Problem statement: Retype the lines of the records starting at the line that contains "Practice. Find the electrical" and ending at the line that contains "point(97, 188)", including both of those lines.

____________

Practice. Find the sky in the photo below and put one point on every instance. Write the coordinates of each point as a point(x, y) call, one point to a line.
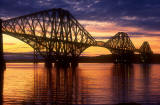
point(101, 18)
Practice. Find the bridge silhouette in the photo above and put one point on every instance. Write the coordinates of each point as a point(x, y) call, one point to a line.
point(57, 36)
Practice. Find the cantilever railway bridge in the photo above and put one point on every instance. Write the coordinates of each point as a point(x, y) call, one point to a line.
point(57, 36)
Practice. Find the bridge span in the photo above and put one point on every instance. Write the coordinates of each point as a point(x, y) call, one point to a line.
point(57, 36)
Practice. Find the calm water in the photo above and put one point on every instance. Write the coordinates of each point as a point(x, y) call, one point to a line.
point(89, 83)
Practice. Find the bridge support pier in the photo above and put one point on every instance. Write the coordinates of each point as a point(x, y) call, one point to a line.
point(2, 61)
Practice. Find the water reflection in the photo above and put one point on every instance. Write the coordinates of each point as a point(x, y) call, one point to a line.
point(1, 85)
point(55, 86)
point(87, 84)
point(122, 82)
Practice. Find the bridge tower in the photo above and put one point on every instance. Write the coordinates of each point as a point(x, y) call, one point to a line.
point(145, 52)
point(2, 61)
point(121, 48)
point(55, 34)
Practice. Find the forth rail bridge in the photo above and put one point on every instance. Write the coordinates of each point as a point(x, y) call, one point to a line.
point(58, 37)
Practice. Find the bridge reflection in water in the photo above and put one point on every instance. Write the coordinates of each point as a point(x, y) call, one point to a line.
point(88, 84)
point(58, 37)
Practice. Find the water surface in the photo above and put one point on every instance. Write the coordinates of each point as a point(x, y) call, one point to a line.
point(89, 83)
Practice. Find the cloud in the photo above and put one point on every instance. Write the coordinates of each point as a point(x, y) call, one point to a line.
point(140, 14)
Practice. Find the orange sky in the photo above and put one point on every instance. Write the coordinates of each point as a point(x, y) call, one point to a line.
point(96, 29)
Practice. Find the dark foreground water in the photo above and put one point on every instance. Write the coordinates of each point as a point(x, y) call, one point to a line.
point(89, 83)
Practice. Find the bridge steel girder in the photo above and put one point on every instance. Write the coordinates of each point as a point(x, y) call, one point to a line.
point(54, 33)
point(121, 47)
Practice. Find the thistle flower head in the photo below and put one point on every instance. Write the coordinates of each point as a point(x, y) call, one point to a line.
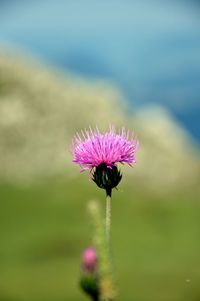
point(95, 148)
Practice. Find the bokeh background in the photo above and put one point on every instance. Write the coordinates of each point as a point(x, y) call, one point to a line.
point(68, 65)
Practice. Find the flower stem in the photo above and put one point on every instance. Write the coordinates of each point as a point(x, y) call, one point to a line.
point(108, 218)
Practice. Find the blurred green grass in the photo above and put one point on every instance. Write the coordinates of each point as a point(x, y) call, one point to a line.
point(44, 228)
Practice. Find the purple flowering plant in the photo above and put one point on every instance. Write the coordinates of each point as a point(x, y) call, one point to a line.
point(100, 153)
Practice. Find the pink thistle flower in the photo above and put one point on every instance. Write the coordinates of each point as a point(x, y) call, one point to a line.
point(95, 148)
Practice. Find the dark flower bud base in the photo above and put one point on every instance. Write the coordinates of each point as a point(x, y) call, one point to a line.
point(107, 178)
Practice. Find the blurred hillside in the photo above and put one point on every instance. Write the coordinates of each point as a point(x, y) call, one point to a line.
point(41, 109)
point(44, 227)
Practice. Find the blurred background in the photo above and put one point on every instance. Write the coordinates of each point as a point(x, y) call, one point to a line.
point(68, 65)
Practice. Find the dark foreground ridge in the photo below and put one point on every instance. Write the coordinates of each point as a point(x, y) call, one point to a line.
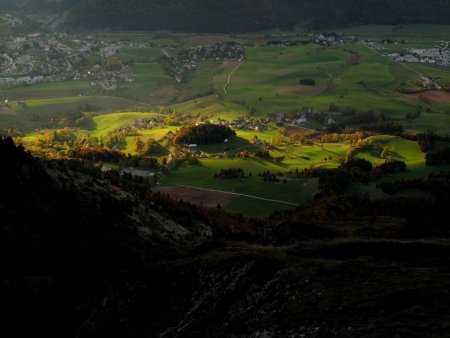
point(88, 255)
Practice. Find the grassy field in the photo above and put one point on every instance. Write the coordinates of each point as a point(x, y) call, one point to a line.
point(267, 82)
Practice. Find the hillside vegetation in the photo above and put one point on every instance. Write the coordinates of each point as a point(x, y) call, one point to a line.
point(254, 15)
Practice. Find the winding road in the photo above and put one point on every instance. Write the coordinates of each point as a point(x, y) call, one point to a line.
point(242, 195)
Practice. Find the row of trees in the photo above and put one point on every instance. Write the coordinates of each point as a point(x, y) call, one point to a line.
point(230, 173)
point(203, 134)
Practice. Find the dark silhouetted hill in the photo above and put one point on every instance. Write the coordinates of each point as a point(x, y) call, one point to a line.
point(251, 15)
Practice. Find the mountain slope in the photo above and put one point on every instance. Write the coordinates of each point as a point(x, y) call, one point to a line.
point(252, 15)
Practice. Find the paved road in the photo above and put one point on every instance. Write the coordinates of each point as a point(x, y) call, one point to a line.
point(230, 75)
point(243, 195)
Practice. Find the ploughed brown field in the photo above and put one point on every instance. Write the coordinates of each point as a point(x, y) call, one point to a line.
point(434, 96)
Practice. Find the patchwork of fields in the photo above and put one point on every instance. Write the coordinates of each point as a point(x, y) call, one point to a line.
point(346, 76)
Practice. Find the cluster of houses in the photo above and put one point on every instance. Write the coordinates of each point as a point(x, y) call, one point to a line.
point(439, 55)
point(187, 61)
point(141, 124)
point(42, 57)
point(432, 55)
point(328, 40)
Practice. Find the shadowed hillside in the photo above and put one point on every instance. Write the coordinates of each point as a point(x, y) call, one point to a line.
point(86, 255)
point(254, 15)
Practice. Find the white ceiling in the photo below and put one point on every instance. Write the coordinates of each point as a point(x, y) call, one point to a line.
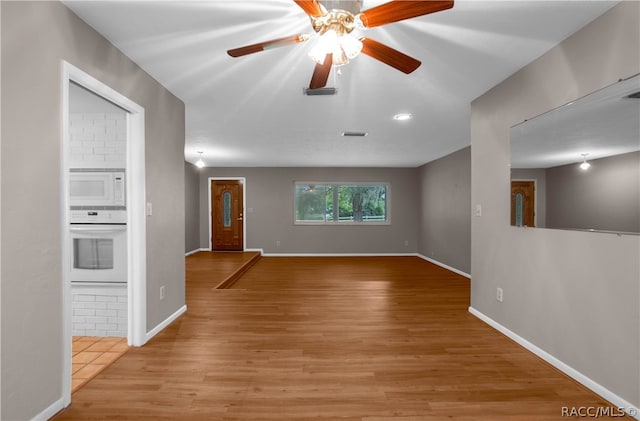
point(250, 111)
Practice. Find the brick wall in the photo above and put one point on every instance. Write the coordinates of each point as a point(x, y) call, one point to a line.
point(98, 140)
point(99, 311)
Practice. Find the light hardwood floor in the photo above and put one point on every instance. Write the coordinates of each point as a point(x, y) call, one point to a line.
point(335, 338)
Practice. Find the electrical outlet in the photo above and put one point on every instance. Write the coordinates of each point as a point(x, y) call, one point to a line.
point(478, 210)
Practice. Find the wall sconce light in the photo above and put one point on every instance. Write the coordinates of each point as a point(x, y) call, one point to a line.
point(200, 163)
point(585, 165)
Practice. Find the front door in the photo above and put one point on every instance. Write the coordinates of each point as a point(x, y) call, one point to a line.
point(522, 203)
point(227, 218)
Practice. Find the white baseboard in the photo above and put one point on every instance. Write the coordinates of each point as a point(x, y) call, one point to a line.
point(153, 332)
point(452, 269)
point(616, 400)
point(49, 412)
point(189, 253)
point(338, 254)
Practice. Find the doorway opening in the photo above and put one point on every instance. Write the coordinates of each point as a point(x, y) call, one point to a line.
point(523, 203)
point(131, 295)
point(226, 208)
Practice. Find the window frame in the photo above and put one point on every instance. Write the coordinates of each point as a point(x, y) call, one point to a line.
point(337, 184)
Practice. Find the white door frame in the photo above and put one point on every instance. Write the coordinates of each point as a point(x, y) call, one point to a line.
point(244, 213)
point(136, 219)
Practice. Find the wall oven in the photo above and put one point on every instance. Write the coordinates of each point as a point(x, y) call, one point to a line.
point(98, 247)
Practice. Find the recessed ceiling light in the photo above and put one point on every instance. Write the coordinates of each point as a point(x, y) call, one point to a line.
point(402, 116)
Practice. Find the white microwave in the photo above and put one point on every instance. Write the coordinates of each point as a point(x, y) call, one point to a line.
point(97, 188)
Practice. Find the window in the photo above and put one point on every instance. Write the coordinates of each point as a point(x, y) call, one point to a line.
point(354, 203)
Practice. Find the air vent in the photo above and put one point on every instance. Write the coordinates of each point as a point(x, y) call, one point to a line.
point(635, 95)
point(319, 91)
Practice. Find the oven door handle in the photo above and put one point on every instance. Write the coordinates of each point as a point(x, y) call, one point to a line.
point(115, 228)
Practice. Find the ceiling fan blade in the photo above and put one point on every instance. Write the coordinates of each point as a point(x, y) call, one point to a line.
point(267, 45)
point(321, 73)
point(388, 55)
point(311, 7)
point(398, 10)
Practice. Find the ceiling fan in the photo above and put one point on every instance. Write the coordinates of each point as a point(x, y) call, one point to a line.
point(333, 22)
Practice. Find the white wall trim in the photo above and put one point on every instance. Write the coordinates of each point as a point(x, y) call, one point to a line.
point(189, 253)
point(50, 411)
point(153, 332)
point(616, 400)
point(452, 269)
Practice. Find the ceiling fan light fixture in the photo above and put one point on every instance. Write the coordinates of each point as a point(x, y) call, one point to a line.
point(585, 165)
point(200, 163)
point(403, 117)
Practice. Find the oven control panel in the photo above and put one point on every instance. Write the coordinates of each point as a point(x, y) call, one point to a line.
point(95, 216)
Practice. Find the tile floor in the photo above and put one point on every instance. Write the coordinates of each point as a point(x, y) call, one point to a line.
point(93, 354)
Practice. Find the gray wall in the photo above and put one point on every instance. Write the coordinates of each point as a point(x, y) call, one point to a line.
point(573, 294)
point(270, 196)
point(605, 197)
point(36, 37)
point(192, 207)
point(445, 200)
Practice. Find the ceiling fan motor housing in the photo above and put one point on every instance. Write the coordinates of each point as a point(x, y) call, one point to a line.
point(352, 6)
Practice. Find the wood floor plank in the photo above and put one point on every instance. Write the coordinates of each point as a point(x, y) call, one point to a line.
point(348, 338)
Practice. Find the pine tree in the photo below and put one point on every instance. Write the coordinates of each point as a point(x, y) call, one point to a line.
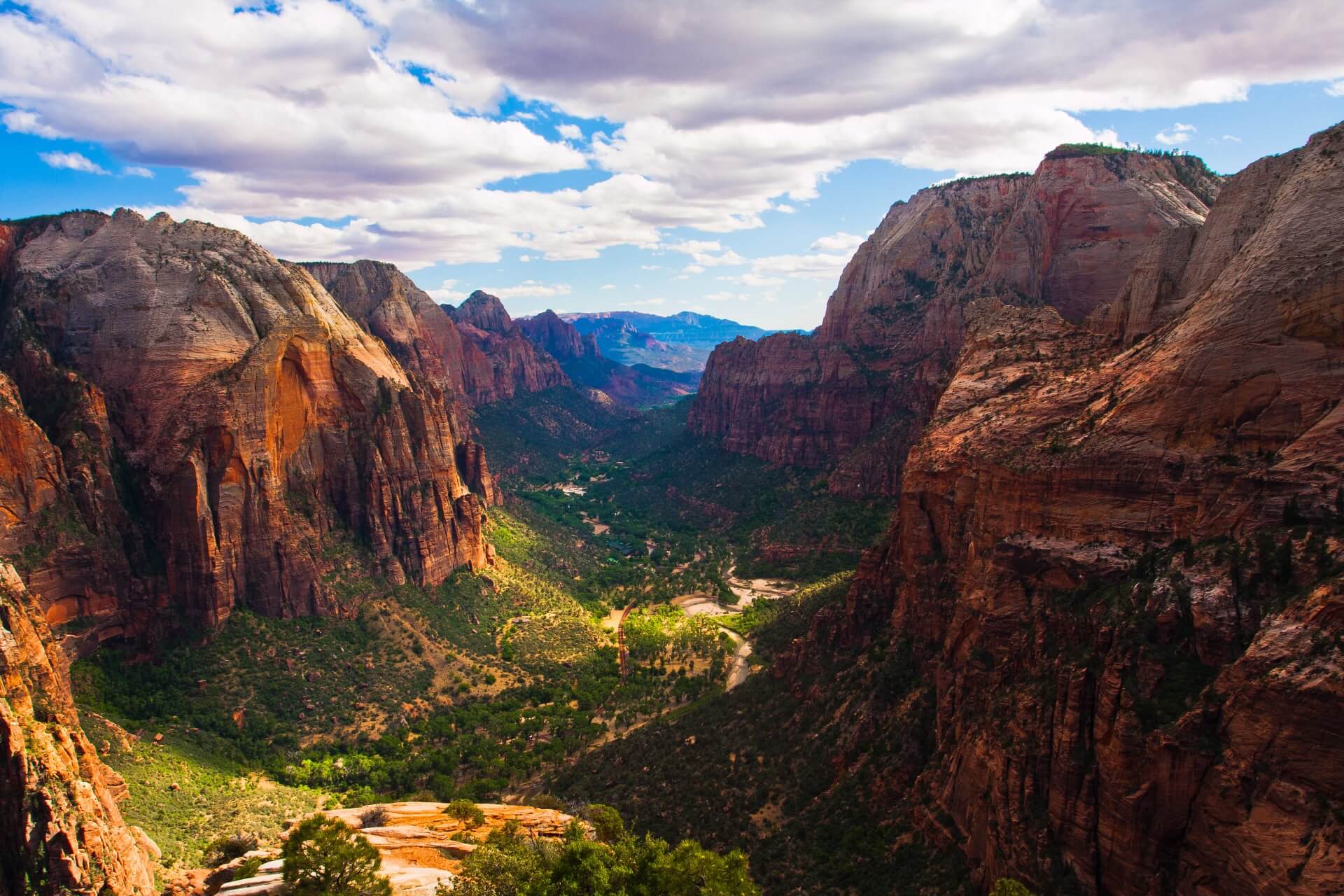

____________

Response:
Practice. Find the electrical outlet in the photo above and put one point on every instance. Write the coordinates of each point as a point(x, y) call, one point to a line.
point(478, 210)
Practice. Find the wall sconce light in the photo above and put one point on every instance. Write the coordinates of each point as a point(x, y) call, one point to a line.
point(200, 163)
point(585, 165)
Practice. Find the front door in the photo above and put one point on every instance. Write the coordinates of each point as a point(x, y) call, one point to a line.
point(522, 203)
point(227, 218)
Practice. Find the white baseboard in the photo above and put one point on every instance. Write the coordinates of each point as a point(x, y) call, one point to a line.
point(153, 332)
point(452, 269)
point(616, 400)
point(49, 412)
point(189, 253)
point(338, 254)
Practice. Find the doorway opening in the photo above and put one point on every instance. Write the coordinates of each point as a point(x, y) call, one point to a line.
point(523, 203)
point(131, 295)
point(226, 208)
Practice. Find the window frame in the photo above and put one point on every instance. Write the coordinates of each point as a point(x, y) call, one point to a line.
point(337, 184)
Practice. Find the white door frame in the photo above and put one point on every instance. Write the coordinates of each point as a point(x, y) call, one point to a line.
point(244, 213)
point(136, 219)
Practice. Find the wall oven in the photo above and put one point on every instance. Write the coordinates of each point as a point(x, y) call, one point to a line.
point(98, 247)
Practice. Find the recessed ceiling light in the photo above and put one point on every instance. Write the coordinates of each point as a point(x, y) call, one point to a line.
point(402, 116)
Practice. Find the white microwave in the photo above and put one point on every instance. Write the coordinates of each point as a point(x, y) call, one point to a line.
point(97, 188)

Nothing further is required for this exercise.